## WHAT NEEDS TO BE DONE:
Print the records below exactly, leaving out nothing.

## Point-per-instance localization data:
_____

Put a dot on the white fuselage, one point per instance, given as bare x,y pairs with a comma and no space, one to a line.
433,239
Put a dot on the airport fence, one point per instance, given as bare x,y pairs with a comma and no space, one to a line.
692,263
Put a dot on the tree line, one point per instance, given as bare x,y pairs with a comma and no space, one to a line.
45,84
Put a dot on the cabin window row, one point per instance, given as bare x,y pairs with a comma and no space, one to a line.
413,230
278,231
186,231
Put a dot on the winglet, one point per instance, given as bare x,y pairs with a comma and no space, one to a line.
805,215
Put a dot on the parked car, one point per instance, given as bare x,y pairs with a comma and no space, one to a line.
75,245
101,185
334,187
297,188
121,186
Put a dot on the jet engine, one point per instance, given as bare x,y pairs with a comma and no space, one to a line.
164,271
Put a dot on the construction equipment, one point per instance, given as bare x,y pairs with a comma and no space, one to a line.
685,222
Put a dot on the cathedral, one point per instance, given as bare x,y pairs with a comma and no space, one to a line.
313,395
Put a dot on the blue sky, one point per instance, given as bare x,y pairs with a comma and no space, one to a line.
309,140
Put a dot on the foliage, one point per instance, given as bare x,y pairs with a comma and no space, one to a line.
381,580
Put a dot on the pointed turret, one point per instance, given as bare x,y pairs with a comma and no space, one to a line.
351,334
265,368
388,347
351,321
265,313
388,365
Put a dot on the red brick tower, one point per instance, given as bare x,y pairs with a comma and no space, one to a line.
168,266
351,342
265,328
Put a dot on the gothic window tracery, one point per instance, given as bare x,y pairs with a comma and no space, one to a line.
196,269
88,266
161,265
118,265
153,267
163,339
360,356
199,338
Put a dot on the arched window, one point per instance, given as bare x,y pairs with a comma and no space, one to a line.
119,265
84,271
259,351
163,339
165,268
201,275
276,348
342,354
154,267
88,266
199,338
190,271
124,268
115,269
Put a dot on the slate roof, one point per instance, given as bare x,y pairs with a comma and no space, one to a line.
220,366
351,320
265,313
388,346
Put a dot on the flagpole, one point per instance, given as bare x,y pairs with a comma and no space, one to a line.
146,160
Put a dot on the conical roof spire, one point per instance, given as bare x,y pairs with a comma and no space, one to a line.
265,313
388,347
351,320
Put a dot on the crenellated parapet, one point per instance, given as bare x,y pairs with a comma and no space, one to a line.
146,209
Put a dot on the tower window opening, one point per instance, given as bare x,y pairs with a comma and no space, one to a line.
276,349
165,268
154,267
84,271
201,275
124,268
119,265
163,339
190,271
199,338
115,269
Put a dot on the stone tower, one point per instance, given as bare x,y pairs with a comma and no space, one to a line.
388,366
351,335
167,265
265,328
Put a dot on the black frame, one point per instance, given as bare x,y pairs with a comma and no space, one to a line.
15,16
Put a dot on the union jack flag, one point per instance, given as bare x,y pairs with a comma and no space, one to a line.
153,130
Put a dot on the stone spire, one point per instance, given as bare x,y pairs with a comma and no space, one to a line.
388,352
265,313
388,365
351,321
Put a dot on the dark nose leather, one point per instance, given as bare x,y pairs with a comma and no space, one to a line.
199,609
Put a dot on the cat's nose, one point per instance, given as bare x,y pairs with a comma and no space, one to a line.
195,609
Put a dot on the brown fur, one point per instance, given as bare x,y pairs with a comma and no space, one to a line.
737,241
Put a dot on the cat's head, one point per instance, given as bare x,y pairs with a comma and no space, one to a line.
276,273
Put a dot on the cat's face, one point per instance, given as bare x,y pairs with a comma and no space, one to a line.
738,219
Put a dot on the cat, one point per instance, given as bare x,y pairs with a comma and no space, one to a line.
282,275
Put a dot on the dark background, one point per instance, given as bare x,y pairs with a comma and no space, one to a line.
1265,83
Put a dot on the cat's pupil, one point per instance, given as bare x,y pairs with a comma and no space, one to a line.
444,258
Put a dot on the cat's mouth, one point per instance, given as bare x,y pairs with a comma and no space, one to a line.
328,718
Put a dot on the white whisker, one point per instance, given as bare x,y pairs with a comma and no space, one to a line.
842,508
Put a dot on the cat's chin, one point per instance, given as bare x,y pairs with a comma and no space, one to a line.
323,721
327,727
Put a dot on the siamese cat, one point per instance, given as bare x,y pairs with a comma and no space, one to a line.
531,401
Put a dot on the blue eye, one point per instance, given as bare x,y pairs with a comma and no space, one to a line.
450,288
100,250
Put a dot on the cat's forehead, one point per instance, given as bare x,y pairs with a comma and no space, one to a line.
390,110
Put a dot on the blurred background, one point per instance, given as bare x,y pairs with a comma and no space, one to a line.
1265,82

_____

## WRITTEN RESPONSE:
Put a dot on the white fuselage, one point per instance, given as bare x,y pairs with a comma and no space, one to a line.
433,239
Put a dot on the airport fence, one point per instance, given as bare x,y pairs with a comma and no space, one to a line.
692,263
Put a dot on the tree line, one point per instance, given as bare x,y pairs with a comma and no space, one to a line.
45,84
Put a dot on the cabin window row, one point per instance, given as bare x,y pairs with a comma and no space, one to a line.
413,230
278,231
186,231
Put a dot on the winglet, one point per instance, given as bare x,y pairs with a comma and no space, one to a line.
805,215
Put a dot on the parked car, one point per instance, given as bare x,y pairs with a comma and no space, one to a line.
75,245
101,185
334,187
297,188
121,186
Put a dot on the jet engine, one point per instance, given as bare x,y pairs with a comma and no space, one to a line.
164,271
Put a dot on the construction equipment, one point per instance, given as bare x,y pairs with a comma and no space, one to a line.
685,222
Put a dot on the cathedral, one point per instance, given as bare x,y pairs with a comma and no space, one to a line.
313,395
Put a dot on the blue sky, one point per instance, given as bare x,y pairs with a comma and no space, one to a line.
309,140
Put a dot on the foliage, one point per instance, given as bare x,y pairs with a comma and no space, one to a line.
381,580
Put a dot on the pointed turret, one point per instance, given as bare x,y pairs with a comma and no space, one to a line.
351,334
265,368
388,347
351,321
265,313
388,365
Put a dot on the red brick tower, one point per instance, given as bare x,y pairs with a comma and no space, one to a line.
168,266
351,342
265,328
Put a dot on the gothic window tracery, one point per instance, given as bare x,y pairs with a comma and no space, one to a line.
196,269
88,266
161,265
118,265
153,267
163,339
360,356
199,338
Put a dot on the arched window, one point per instance, given as bare x,y pairs with a comma and no space, one to a line.
119,265
84,271
259,351
163,339
165,268
201,275
276,348
342,354
154,267
88,266
199,338
190,271
124,268
115,269
Put a dot on the slate roof, one point per instance, given as bare x,y pairs with a comma and no space, one to a line.
220,366
351,320
265,313
388,346
Put a dot on the flagpole, one point per instance, given as bare x,y pairs with a comma and no space, one to a line.
146,160
Put a dot on the conical roof spire, one point per instance, given as bare x,y pairs with a comma and no space, one to a line.
265,313
388,347
351,320
Put a dot on the crenellated parapet, one point per instance, given as bare x,y pairs with a comma and no space, one to a line.
146,209
Put a dot on the tower window opening, one point per instance, given as bare x,y pairs with a comma and no space, one to a line.
276,349
165,268
154,267
84,271
201,275
124,268
119,265
163,339
190,271
199,338
115,269
Put a dot on the stone tower, one point per instance, given as bare x,y pairs with a comma and no space, one to a line.
388,366
351,335
167,265
265,328
Put a dot on the black frame, one point per instance, given as bare x,y pairs with a comma and no space, one to a line.
15,16
Put a dot on the union jack flag, one point per instance, given as bare x,y pairs with a comma and no space, one to a line.
153,130
Put a dot on the stone spire, one point per instance, given as bare x,y pairs with a comma and no space, one to a line.
388,352
265,313
388,365
351,321
Put a dot on the dark nose leather, one point per instance, given as bare x,y pairs with a comma and no space, one to a line.
199,609
Put a dot on the cat's nose, one point per instance, given as bare x,y pairs with a comma and no space, one to a line.
195,609
Put a dot on the brown fur, one point per instance, given as bare x,y pairs with a comma and no space, one to a line.
737,241
Put a dot on the cat's head, one point per instance, given as bare x,y pairs with a comma and no space, one to a line.
276,273
Put a dot on the cat's face, one point per instance, given as bare x,y pairs with a comma and no space, one to a line.
738,219
Put a dot on the cat, one point per instance, given as bare x,y pairs with a comma and no space, one to a line.
282,275
Put a dot on the dark background, one point per instance, given as bare x,y pairs with a comma and no space, one to a line.
1265,83
Put a dot on the cat's pupil, one point per instance, given as bare x,y pairs with a comma and no space, one to a line.
444,258
Put a dot on the cat's mouth, one point per instance, given as bare x,y pairs with a comma and no space, one to a line.
328,718
Put a dot on the white whisker, one point per instance, given as bare x,y pairs with a comma and no space, one to a line.
842,508
Put a dot on the cat's chin, one point per instance, given as bare x,y pairs with a comma and no space, one to a line.
323,721
327,727
Put a dot on the siamese cat, one point per instance, given as bare x,y pairs with a comma and no space, one to a line.
531,401
Put a dot on the blue eye, one point per instance, given as bare x,y pairs with a comma and no space, one to a line.
450,288
100,250
Put a dot on the cat's forehead, one point per instance, given as bare x,y pairs with a comma and no space, one to a line.
390,110
Put a dot on the blurred background, one point per instance, given as bare x,y pairs with a comma and no space, one to a line.
1265,82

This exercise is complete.